_Instruction:_ Collect every line in the rows below that contains the string "star".

_Items listed in a dataset:_
_____
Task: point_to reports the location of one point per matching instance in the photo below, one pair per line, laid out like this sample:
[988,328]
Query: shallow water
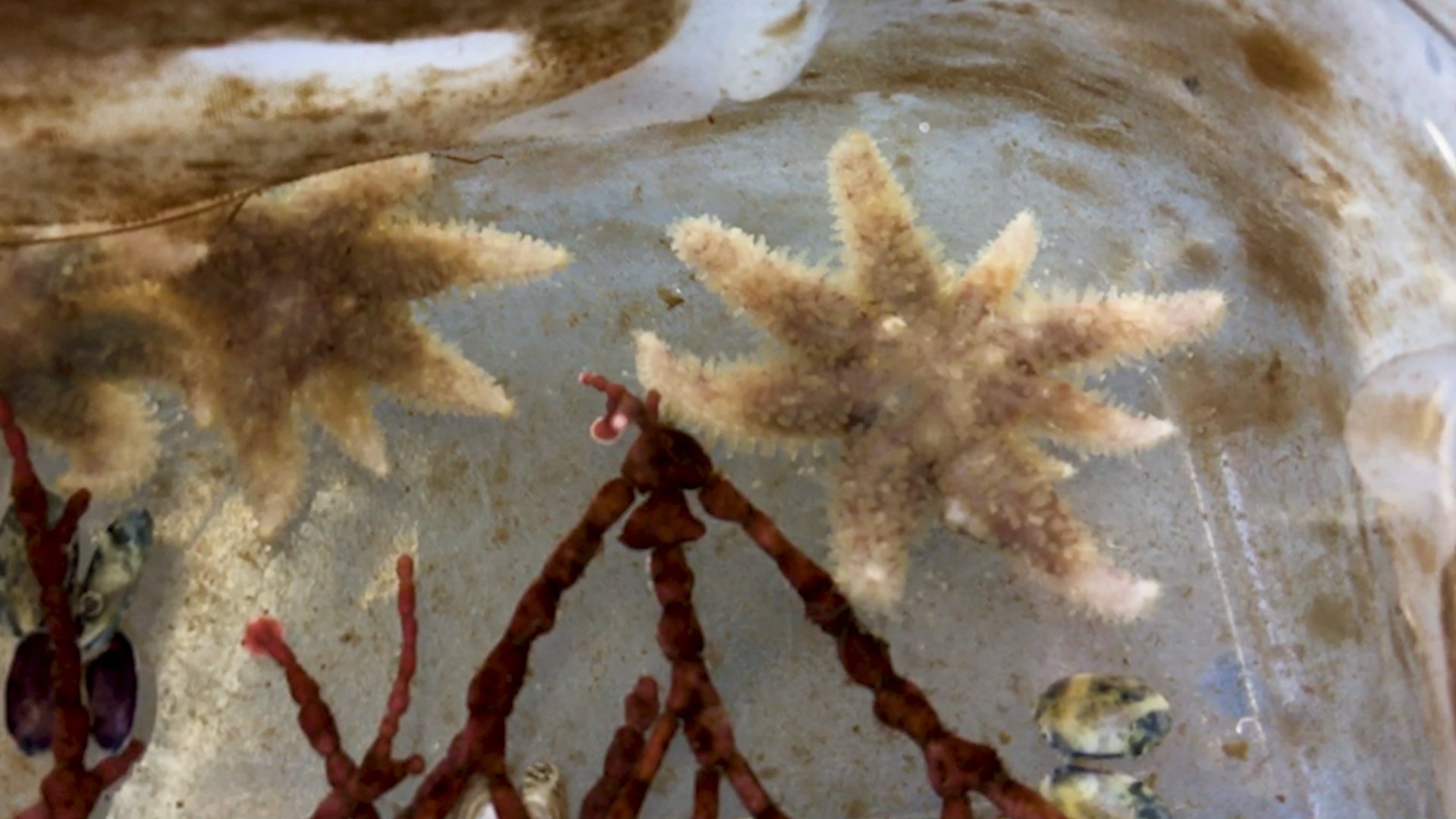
[1164,146]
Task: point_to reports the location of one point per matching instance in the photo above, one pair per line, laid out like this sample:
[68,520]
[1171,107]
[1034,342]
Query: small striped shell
[1103,716]
[542,790]
[1084,793]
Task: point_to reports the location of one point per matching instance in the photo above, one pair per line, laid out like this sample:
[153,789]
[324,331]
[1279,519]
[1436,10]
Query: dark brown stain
[669,297]
[1282,64]
[791,24]
[1369,315]
[1258,391]
[101,52]
[1200,260]
[1331,620]
[1430,172]
[1033,76]
[1286,262]
[1022,9]
[1066,175]
[1237,749]
[1423,550]
[1449,624]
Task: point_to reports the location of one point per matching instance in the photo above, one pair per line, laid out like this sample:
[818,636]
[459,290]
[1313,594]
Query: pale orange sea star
[74,350]
[935,384]
[303,302]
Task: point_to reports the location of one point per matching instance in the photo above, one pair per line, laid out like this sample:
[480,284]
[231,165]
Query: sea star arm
[259,423]
[877,503]
[795,305]
[1069,416]
[356,197]
[338,400]
[894,262]
[996,485]
[1103,333]
[999,268]
[428,373]
[746,401]
[108,431]
[411,260]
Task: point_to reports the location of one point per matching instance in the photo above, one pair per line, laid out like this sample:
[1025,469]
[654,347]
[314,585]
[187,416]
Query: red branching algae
[666,465]
[71,790]
[356,786]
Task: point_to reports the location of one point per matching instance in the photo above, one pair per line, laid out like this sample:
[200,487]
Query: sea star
[74,350]
[935,384]
[305,300]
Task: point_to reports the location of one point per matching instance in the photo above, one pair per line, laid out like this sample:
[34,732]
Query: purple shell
[111,692]
[30,710]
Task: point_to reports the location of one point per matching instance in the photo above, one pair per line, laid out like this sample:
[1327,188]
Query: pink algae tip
[264,637]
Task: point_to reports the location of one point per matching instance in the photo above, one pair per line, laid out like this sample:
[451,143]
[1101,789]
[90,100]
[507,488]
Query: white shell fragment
[1084,793]
[1103,716]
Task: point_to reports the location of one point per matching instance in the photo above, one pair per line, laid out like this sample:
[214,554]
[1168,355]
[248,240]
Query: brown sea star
[935,384]
[74,350]
[303,302]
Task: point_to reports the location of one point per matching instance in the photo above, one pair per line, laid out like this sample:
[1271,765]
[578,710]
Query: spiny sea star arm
[354,197]
[795,305]
[999,270]
[259,423]
[338,400]
[995,484]
[1100,334]
[745,401]
[108,431]
[411,260]
[428,373]
[877,503]
[893,261]
[1069,416]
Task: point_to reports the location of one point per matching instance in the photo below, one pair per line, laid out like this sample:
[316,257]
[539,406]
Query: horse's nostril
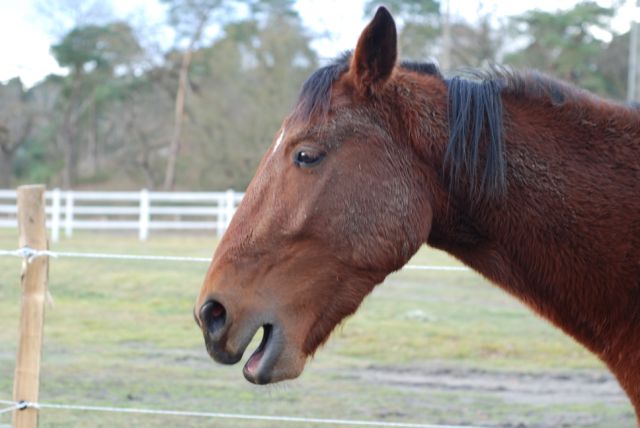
[213,315]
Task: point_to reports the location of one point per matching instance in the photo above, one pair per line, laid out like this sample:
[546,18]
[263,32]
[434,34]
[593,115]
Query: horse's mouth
[259,367]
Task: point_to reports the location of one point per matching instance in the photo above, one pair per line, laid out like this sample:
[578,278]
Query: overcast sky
[26,36]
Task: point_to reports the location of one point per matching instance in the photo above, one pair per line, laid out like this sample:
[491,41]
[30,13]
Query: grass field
[429,347]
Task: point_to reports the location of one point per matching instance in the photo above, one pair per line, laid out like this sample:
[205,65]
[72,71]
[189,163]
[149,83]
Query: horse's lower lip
[260,365]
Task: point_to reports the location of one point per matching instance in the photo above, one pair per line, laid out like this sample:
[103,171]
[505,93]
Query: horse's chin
[274,360]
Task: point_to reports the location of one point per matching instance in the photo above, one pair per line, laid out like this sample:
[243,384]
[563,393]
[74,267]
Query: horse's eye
[307,158]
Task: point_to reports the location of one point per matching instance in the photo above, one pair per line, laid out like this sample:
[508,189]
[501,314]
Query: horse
[528,180]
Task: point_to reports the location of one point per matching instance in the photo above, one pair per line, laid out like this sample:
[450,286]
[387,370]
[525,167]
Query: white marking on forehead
[278,142]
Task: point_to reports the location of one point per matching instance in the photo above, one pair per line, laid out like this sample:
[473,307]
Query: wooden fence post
[33,234]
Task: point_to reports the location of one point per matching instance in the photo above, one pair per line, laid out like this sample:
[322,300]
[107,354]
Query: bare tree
[16,120]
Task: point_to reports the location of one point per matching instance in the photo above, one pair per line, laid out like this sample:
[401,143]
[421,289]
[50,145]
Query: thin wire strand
[293,419]
[8,409]
[30,254]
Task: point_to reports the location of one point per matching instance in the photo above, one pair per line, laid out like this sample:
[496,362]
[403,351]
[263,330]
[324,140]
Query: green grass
[121,333]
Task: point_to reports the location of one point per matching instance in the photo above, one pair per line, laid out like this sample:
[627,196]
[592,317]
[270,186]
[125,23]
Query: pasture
[427,346]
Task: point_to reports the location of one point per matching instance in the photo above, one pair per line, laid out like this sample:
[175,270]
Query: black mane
[476,150]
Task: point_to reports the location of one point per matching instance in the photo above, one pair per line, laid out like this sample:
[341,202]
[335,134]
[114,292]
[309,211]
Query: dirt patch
[519,399]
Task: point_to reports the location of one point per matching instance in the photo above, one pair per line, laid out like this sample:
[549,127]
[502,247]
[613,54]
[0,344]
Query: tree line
[201,114]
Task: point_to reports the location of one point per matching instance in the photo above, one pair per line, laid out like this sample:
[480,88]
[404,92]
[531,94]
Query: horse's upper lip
[259,367]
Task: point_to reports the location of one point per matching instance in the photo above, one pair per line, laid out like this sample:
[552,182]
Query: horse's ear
[376,53]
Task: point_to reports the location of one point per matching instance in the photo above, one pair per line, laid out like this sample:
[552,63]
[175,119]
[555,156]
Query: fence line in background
[143,211]
[31,254]
[34,249]
[267,418]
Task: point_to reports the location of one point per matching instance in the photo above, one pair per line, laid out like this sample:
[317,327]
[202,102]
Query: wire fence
[22,405]
[29,254]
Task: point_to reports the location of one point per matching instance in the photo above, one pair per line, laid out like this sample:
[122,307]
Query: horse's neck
[566,239]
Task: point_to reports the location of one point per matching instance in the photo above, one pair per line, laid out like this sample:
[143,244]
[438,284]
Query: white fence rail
[143,211]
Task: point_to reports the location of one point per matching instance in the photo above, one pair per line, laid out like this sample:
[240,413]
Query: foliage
[564,43]
[109,121]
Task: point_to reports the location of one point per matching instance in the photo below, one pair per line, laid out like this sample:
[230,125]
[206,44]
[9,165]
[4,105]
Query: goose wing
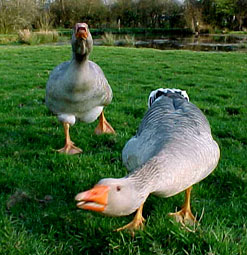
[170,120]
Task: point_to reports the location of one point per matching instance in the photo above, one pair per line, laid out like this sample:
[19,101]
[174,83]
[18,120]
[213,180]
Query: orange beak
[94,199]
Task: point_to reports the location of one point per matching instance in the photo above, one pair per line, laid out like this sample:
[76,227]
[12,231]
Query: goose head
[112,197]
[82,41]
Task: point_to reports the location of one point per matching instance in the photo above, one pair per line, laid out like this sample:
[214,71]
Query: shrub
[109,39]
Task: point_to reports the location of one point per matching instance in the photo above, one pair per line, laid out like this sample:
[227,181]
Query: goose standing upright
[78,89]
[172,150]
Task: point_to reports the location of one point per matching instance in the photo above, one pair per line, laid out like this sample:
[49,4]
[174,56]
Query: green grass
[30,169]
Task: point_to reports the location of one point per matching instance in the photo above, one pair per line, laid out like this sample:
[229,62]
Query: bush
[8,39]
[32,38]
[109,39]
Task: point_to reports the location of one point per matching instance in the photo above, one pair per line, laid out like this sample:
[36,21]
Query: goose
[78,89]
[172,150]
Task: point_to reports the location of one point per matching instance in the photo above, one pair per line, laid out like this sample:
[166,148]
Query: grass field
[38,214]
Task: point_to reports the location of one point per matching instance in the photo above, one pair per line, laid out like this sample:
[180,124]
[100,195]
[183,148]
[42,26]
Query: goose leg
[136,223]
[185,216]
[69,147]
[103,127]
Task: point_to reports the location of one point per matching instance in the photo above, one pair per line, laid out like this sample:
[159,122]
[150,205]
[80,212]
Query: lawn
[38,214]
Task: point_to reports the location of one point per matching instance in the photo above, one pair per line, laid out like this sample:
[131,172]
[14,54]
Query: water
[209,42]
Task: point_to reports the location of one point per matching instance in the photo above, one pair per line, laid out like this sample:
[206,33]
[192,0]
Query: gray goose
[78,89]
[172,150]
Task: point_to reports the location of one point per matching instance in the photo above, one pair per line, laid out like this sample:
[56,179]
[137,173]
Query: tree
[17,14]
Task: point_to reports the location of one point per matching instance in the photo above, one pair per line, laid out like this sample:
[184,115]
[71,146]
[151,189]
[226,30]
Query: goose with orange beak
[172,150]
[78,89]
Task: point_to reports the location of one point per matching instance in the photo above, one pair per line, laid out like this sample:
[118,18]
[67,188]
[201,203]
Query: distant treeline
[197,15]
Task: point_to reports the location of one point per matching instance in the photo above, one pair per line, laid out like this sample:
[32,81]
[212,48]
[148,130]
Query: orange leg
[185,216]
[136,223]
[69,147]
[103,127]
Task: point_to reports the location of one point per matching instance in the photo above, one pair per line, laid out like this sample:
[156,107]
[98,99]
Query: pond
[202,42]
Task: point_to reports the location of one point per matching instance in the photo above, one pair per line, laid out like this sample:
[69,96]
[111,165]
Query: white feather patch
[152,97]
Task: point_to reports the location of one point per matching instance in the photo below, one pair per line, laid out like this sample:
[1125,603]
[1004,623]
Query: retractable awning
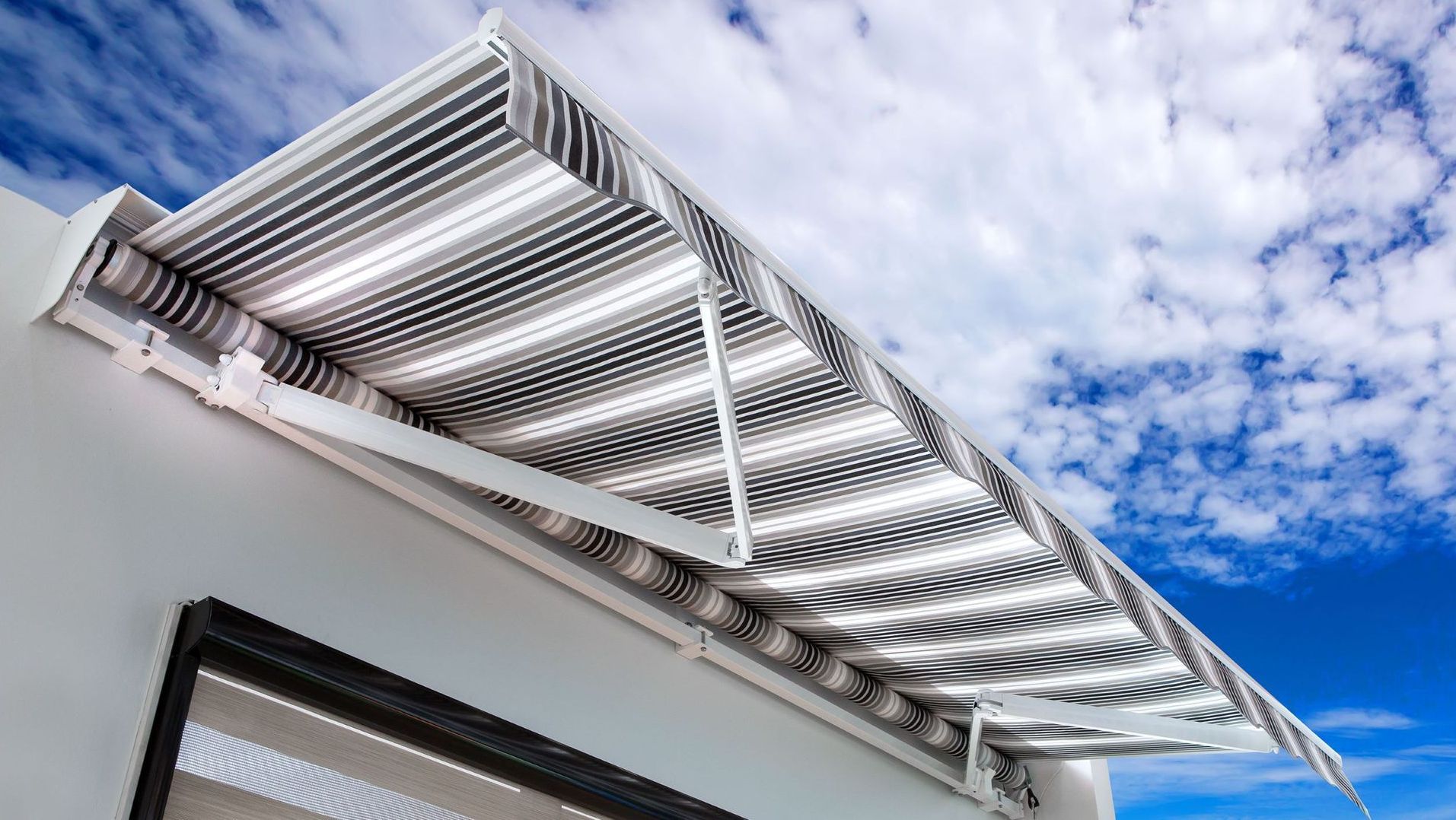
[484,250]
_____
_Problem solution:_
Query: pale orange sea star
Query: sea star arm
Query: sea star
Query: brown sea star
Query: spiny sea star arm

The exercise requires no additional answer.